• PROBLEM
Collect every line of the records that contains the word "each". Case counts.

Data items:
## Begin

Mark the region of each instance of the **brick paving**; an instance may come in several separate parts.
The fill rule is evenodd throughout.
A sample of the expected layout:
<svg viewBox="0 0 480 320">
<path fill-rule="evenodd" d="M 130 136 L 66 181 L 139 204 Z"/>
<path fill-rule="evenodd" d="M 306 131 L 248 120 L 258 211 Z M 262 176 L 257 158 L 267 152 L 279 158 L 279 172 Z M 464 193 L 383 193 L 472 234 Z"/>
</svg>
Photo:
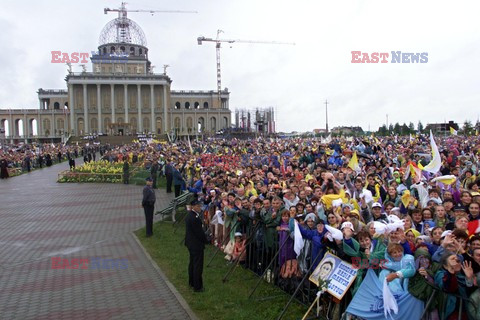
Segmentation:
<svg viewBox="0 0 480 320">
<path fill-rule="evenodd" d="M 0 319 L 194 318 L 132 235 L 145 225 L 142 188 L 56 183 L 67 168 L 0 180 Z M 158 207 L 170 200 L 157 190 Z M 53 257 L 127 262 L 52 269 Z"/>
</svg>

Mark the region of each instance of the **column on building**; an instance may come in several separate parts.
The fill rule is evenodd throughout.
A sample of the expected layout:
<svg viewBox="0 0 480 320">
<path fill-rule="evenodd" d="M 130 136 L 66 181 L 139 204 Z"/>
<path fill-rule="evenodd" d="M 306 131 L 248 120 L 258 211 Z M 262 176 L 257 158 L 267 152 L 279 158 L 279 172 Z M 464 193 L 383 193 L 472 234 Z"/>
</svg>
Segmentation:
<svg viewBox="0 0 480 320">
<path fill-rule="evenodd" d="M 83 134 L 88 134 L 89 130 L 89 121 L 88 121 L 88 107 L 87 107 L 87 84 L 83 84 Z"/>
<path fill-rule="evenodd" d="M 27 123 L 27 112 L 24 111 L 23 114 L 23 137 L 25 138 L 25 142 L 27 142 L 28 138 L 28 123 Z"/>
<path fill-rule="evenodd" d="M 110 107 L 112 108 L 111 123 L 116 123 L 117 121 L 115 120 L 115 84 L 113 83 L 110 84 Z"/>
<path fill-rule="evenodd" d="M 137 84 L 137 132 L 143 132 L 143 121 L 142 121 L 142 85 Z"/>
<path fill-rule="evenodd" d="M 12 110 L 10 110 L 10 122 L 8 123 L 8 131 L 10 131 L 10 143 L 13 143 L 13 136 L 15 135 L 15 124 L 13 123 Z"/>
<path fill-rule="evenodd" d="M 74 102 L 73 102 L 73 84 L 69 84 L 68 85 L 68 107 L 69 107 L 69 113 L 70 113 L 70 133 L 72 135 L 78 135 L 78 133 L 76 132 L 76 125 L 75 125 L 75 105 L 74 105 Z M 41 121 L 40 121 L 41 123 Z M 39 131 L 39 134 L 40 134 L 41 131 Z"/>
<path fill-rule="evenodd" d="M 42 119 L 40 119 L 40 110 L 37 113 L 37 136 L 42 135 L 42 129 L 40 127 L 40 124 L 42 123 Z M 33 128 L 32 128 L 33 130 Z"/>
<path fill-rule="evenodd" d="M 52 132 L 53 132 L 53 136 L 57 136 L 58 135 L 58 132 L 57 132 L 57 124 L 55 122 L 55 110 L 54 108 L 52 108 Z"/>
<path fill-rule="evenodd" d="M 157 121 L 155 119 L 155 96 L 153 90 L 153 84 L 150 85 L 150 130 L 152 133 L 156 133 Z"/>
<path fill-rule="evenodd" d="M 101 96 L 101 89 L 102 85 L 97 84 L 97 112 L 98 112 L 98 120 L 97 120 L 97 133 L 103 133 L 103 121 L 102 121 L 102 96 Z"/>
<path fill-rule="evenodd" d="M 163 132 L 168 131 L 167 86 L 163 86 Z"/>
<path fill-rule="evenodd" d="M 123 85 L 123 101 L 124 101 L 124 108 L 125 108 L 125 123 L 129 123 L 128 120 L 128 85 L 124 84 Z"/>
</svg>

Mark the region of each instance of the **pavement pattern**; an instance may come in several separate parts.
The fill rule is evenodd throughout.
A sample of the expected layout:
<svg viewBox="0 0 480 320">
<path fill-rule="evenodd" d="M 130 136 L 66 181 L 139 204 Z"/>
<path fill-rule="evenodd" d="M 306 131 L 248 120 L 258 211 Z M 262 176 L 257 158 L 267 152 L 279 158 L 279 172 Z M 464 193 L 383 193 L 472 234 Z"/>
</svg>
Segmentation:
<svg viewBox="0 0 480 320">
<path fill-rule="evenodd" d="M 195 319 L 132 234 L 142 187 L 57 183 L 67 168 L 0 180 L 0 319 Z"/>
</svg>

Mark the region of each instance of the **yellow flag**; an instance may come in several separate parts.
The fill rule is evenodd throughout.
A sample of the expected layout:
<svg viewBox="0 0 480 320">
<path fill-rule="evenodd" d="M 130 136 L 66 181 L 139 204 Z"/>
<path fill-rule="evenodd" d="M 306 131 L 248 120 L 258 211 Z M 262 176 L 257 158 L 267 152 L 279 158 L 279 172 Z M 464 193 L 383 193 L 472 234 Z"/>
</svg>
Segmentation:
<svg viewBox="0 0 480 320">
<path fill-rule="evenodd" d="M 408 207 L 408 203 L 410 202 L 410 191 L 405 190 L 402 194 L 402 203 L 405 208 Z"/>
</svg>

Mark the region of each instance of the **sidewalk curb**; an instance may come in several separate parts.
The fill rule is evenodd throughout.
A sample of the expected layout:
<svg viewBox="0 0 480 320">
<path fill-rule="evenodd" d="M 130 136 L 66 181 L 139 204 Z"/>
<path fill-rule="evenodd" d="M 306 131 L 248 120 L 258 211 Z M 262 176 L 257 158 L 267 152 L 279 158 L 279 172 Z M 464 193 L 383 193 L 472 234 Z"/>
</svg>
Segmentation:
<svg viewBox="0 0 480 320">
<path fill-rule="evenodd" d="M 147 257 L 147 259 L 150 261 L 150 263 L 152 264 L 153 268 L 155 268 L 155 270 L 158 272 L 158 274 L 160 275 L 160 277 L 162 278 L 163 281 L 165 281 L 165 283 L 167 284 L 168 288 L 170 289 L 170 291 L 172 291 L 173 295 L 177 298 L 178 302 L 180 303 L 180 305 L 183 307 L 183 309 L 185 309 L 185 311 L 187 312 L 188 316 L 190 317 L 191 320 L 199 320 L 197 318 L 197 316 L 195 315 L 195 313 L 193 313 L 192 309 L 190 309 L 190 306 L 188 305 L 188 303 L 185 301 L 185 299 L 182 297 L 182 295 L 180 294 L 180 292 L 177 291 L 177 288 L 175 288 L 175 286 L 170 282 L 170 280 L 168 280 L 167 276 L 163 273 L 162 269 L 160 269 L 160 267 L 157 265 L 157 263 L 152 259 L 152 257 L 150 256 L 150 254 L 147 252 L 147 250 L 145 250 L 145 248 L 142 246 L 142 243 L 140 242 L 140 240 L 137 238 L 137 236 L 135 235 L 135 233 L 131 232 L 130 233 L 132 236 L 133 236 L 133 239 L 135 239 L 135 241 L 137 242 L 138 246 L 142 249 L 143 253 L 145 254 L 145 256 Z"/>
</svg>

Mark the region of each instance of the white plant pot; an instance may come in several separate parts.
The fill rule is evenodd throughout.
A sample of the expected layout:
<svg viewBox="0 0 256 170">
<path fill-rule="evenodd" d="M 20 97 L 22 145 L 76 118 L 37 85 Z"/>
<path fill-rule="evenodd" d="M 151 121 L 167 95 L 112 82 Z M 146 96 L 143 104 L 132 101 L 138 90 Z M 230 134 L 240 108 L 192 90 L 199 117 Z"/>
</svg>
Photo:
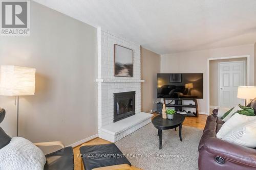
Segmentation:
<svg viewBox="0 0 256 170">
<path fill-rule="evenodd" d="M 168 118 L 168 119 L 172 120 L 174 119 L 174 114 L 167 114 L 167 118 Z"/>
</svg>

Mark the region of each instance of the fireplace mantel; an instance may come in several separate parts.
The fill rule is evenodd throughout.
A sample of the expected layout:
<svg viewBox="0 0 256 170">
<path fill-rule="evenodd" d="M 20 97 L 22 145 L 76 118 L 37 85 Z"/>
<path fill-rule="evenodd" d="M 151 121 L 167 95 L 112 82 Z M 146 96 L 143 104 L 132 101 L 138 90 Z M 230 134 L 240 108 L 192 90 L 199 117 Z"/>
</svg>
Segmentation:
<svg viewBox="0 0 256 170">
<path fill-rule="evenodd" d="M 96 82 L 145 82 L 145 80 L 97 79 Z"/>
</svg>

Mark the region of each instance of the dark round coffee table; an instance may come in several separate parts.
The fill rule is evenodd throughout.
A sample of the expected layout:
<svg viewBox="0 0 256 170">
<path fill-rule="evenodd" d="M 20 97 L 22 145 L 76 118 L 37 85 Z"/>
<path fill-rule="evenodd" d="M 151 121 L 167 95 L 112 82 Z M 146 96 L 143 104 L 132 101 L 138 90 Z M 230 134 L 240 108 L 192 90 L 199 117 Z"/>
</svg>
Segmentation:
<svg viewBox="0 0 256 170">
<path fill-rule="evenodd" d="M 182 123 L 185 120 L 185 116 L 180 114 L 176 113 L 174 114 L 173 120 L 169 120 L 167 118 L 164 119 L 162 117 L 162 114 L 155 117 L 152 120 L 154 126 L 158 130 L 157 136 L 159 136 L 159 149 L 162 149 L 162 130 L 166 129 L 175 129 L 179 127 L 179 135 L 180 141 L 182 141 L 181 138 L 181 128 L 182 128 Z"/>
</svg>

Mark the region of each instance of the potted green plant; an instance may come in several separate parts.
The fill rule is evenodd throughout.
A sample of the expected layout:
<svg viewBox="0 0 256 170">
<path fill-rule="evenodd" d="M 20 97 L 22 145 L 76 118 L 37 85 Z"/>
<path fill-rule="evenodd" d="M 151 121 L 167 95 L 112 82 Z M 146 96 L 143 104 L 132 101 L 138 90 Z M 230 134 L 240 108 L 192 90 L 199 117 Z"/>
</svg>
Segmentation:
<svg viewBox="0 0 256 170">
<path fill-rule="evenodd" d="M 176 111 L 174 109 L 167 109 L 166 113 L 167 114 L 167 118 L 168 119 L 172 120 L 174 119 L 174 115 L 175 114 Z"/>
</svg>

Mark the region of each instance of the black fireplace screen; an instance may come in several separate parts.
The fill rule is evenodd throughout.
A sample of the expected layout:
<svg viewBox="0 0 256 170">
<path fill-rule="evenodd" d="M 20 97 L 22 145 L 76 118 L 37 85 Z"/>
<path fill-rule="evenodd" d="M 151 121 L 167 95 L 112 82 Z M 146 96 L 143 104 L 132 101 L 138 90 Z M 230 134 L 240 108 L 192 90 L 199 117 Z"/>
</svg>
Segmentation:
<svg viewBox="0 0 256 170">
<path fill-rule="evenodd" d="M 135 91 L 114 93 L 114 122 L 135 114 Z"/>
</svg>

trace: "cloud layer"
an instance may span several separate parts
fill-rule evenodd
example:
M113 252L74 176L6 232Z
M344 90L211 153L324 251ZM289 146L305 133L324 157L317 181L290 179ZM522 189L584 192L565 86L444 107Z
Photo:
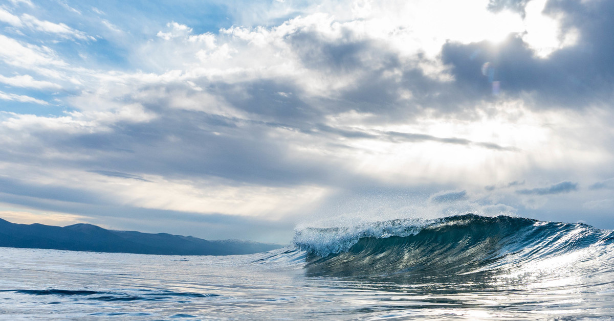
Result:
M614 6L475 2L4 4L4 211L268 241L466 211L614 228Z

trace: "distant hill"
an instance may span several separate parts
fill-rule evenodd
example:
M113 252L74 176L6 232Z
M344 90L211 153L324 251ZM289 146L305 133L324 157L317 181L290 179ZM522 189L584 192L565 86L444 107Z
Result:
M167 233L106 230L91 224L60 227L0 219L0 247L164 255L251 254L282 247L238 240L207 241Z

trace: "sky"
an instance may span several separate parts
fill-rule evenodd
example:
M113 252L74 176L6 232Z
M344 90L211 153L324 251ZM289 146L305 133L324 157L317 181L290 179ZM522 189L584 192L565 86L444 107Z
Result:
M0 2L0 217L614 229L614 1Z

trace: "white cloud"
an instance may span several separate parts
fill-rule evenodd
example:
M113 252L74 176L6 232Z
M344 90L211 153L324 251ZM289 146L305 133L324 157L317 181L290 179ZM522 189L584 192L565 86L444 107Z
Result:
M27 14L21 15L21 20L24 25L34 30L57 34L68 38L76 38L81 40L96 40L96 38L88 36L85 33L72 29L62 23L55 23L47 20L39 20L36 17Z
M6 63L26 68L49 65L62 66L66 64L47 47L29 44L22 44L3 34L0 34L0 57Z
M60 89L61 86L45 80L36 80L29 75L18 75L5 77L0 75L0 82L16 87L32 88L36 89Z
M13 15L1 7L0 7L0 21L6 22L15 27L21 27L23 25L21 23L21 19L18 17Z
M7 93L3 91L0 91L0 99L7 100L10 101L18 101L20 102L34 102L34 104L38 104L39 105L49 104L49 102L37 99L33 97L30 97L29 96Z

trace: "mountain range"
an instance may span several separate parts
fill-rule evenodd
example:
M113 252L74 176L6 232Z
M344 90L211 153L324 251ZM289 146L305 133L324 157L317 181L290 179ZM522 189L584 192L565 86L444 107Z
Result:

## End

• RESPONSE TO THIS TASK
Mark the region of each instance of the **brick paving**; an instance may come in several separate parts.
Mark the region of each instance of the **column on building**; an instance may come in several separate parts.
Mark the region of each instance of the **pavement pattern**; an instance may come in several separate parts.
Mark the region of each instance of the **yellow flag**; an instance may come in several separate parts.
Mark the region of each instance of the **sidewalk curb**; an instance may come in several separate parts.
Mark the region of each instance of the white plant pot; an instance may come in several separate parts.
Mark the region of each instance of the fireplace mantel; an instance may come in several separate parts.
Mark the region of each instance of the dark round coffee table; an instance may come in several separate parts.
Mark the region of each instance of the potted green plant; an instance may come in several separate parts.
Mark the region of each instance of the black fireplace screen; an instance may come in several separate parts.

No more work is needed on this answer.